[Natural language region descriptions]
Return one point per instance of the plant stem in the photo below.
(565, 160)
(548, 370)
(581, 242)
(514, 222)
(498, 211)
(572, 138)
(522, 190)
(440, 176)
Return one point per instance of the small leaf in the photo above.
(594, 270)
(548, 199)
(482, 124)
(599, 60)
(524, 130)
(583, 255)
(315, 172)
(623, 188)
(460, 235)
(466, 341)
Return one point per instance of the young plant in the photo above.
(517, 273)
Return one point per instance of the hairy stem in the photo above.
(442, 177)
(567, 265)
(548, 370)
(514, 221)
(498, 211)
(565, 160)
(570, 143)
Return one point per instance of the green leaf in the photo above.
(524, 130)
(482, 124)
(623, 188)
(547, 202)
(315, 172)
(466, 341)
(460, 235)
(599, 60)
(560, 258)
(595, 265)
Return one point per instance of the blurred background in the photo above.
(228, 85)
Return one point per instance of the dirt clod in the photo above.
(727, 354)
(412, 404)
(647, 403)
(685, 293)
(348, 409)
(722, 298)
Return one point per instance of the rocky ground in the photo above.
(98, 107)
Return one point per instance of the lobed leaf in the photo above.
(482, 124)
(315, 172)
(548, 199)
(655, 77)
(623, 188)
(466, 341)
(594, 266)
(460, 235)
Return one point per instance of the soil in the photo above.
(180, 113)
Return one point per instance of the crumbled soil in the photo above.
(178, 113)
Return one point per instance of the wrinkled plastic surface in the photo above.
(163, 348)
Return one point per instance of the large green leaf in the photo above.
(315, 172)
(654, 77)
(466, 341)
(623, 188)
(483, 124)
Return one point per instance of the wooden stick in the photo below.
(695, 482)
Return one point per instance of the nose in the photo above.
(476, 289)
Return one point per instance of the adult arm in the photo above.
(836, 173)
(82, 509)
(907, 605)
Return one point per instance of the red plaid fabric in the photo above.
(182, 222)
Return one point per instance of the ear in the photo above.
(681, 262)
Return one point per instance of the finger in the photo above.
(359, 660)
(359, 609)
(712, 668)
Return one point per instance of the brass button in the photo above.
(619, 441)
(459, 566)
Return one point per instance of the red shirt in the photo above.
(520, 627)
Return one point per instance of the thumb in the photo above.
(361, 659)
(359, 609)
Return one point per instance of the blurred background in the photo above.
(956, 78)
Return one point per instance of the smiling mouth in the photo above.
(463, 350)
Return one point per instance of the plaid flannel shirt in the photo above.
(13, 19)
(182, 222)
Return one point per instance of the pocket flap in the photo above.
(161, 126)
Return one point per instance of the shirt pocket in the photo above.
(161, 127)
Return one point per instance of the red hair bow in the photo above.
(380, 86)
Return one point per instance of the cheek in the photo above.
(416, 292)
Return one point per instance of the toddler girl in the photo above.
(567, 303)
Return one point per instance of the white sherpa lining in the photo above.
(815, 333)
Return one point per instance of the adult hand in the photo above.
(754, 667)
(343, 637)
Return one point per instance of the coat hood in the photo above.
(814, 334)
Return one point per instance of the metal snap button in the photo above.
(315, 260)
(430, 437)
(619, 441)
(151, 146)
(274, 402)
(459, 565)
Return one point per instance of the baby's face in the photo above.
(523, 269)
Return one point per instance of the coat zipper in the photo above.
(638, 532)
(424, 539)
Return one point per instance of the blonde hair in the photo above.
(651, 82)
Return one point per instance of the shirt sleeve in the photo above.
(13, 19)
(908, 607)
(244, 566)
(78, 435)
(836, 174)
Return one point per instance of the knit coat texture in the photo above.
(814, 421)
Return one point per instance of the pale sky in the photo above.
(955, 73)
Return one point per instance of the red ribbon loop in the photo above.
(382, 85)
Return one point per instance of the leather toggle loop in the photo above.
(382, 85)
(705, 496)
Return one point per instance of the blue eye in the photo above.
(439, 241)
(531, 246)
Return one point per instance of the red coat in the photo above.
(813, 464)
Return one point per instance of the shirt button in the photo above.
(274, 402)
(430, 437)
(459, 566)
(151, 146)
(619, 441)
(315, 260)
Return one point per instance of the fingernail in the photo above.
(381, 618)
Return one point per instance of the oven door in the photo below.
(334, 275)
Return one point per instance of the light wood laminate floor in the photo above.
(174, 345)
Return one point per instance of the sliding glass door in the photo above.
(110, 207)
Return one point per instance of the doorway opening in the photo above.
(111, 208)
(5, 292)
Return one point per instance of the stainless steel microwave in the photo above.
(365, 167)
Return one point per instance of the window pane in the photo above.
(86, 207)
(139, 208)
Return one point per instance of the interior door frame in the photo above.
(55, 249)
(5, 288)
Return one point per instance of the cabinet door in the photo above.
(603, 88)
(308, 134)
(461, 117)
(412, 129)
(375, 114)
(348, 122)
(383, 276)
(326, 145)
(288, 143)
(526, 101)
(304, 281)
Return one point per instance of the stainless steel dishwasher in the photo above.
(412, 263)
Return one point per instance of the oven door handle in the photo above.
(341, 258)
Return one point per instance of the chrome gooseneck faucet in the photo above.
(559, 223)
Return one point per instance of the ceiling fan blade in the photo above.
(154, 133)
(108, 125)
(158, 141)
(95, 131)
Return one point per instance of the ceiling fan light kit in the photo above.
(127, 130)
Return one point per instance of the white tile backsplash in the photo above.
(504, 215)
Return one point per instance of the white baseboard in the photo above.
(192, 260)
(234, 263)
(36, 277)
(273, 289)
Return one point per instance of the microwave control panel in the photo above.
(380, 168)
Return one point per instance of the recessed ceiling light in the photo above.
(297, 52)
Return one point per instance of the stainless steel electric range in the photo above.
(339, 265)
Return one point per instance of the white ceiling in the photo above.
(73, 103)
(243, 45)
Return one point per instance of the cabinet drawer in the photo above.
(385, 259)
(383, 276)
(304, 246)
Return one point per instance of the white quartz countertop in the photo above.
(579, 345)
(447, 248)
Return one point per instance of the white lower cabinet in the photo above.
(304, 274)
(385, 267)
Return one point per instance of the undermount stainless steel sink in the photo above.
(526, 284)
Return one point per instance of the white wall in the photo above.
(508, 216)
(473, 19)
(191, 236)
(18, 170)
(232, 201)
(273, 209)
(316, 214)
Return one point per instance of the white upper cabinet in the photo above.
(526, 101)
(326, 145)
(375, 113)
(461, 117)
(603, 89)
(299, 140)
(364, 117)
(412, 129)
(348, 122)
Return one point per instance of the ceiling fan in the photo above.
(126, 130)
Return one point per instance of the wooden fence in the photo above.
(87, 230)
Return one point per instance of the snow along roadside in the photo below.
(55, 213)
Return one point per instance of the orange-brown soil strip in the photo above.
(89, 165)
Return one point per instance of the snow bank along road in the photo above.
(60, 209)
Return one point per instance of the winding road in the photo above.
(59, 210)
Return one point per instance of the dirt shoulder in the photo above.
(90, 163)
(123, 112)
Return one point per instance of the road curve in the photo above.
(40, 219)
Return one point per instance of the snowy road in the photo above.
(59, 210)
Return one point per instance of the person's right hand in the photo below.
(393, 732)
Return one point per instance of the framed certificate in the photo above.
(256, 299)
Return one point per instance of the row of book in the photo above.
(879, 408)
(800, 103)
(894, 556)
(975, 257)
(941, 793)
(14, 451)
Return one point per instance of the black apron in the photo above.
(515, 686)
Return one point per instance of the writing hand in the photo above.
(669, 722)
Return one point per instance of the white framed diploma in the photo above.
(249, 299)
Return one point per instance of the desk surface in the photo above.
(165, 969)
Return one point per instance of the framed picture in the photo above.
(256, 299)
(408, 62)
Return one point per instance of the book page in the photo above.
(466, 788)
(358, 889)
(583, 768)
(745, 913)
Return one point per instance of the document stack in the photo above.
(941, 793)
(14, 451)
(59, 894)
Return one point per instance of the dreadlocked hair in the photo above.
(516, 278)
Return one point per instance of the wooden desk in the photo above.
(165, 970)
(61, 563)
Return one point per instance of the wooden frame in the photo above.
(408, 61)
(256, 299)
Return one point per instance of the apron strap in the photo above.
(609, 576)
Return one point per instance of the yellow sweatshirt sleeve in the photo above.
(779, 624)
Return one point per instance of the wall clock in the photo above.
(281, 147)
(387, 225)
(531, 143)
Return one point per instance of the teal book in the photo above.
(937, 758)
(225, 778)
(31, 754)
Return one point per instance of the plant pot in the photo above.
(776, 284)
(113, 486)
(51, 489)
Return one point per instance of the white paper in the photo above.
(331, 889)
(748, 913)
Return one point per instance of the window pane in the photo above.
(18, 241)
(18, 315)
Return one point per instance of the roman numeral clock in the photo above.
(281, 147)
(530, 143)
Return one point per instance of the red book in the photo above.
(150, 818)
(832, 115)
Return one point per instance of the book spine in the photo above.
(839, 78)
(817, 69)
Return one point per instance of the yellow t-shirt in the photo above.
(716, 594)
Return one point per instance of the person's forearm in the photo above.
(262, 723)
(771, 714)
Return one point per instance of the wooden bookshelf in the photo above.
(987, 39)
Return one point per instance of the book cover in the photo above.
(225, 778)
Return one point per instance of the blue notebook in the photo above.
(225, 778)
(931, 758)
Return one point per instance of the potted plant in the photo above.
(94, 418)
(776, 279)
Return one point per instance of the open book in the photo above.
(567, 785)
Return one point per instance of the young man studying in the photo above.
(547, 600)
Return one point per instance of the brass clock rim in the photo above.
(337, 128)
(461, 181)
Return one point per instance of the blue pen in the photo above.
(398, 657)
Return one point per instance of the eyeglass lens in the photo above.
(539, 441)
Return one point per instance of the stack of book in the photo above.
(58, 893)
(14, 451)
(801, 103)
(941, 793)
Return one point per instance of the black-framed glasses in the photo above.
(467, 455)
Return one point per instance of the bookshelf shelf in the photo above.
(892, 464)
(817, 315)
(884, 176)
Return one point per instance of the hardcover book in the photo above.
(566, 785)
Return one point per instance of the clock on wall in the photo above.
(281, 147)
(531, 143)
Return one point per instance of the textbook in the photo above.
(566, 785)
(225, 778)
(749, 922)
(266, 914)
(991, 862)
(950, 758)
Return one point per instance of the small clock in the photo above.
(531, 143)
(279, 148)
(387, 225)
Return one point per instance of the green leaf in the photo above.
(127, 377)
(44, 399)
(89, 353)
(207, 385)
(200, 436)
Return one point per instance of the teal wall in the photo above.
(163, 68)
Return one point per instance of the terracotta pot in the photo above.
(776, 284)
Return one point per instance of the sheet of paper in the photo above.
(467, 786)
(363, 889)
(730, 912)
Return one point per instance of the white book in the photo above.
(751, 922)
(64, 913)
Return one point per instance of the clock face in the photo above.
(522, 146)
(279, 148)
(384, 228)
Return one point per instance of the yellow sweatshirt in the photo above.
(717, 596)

▶ **Task description**:
Write out, word for word, the line containing "Return one point per instance of the terracotta" and every line after it to the end of the data above.

▶ **Answer area**:
Return one point per instance of the terracotta pot in the photo above.
(776, 284)
Return one point per instance of the sheet of paper in the photo above.
(467, 786)
(363, 889)
(730, 912)
Return one point per instance of the white book in the photo above.
(751, 922)
(64, 913)
Return one point per instance of the clock face in the photo above.
(522, 146)
(279, 148)
(384, 228)
Return one point per instance of the yellow sweatshirt in the photo above.
(717, 596)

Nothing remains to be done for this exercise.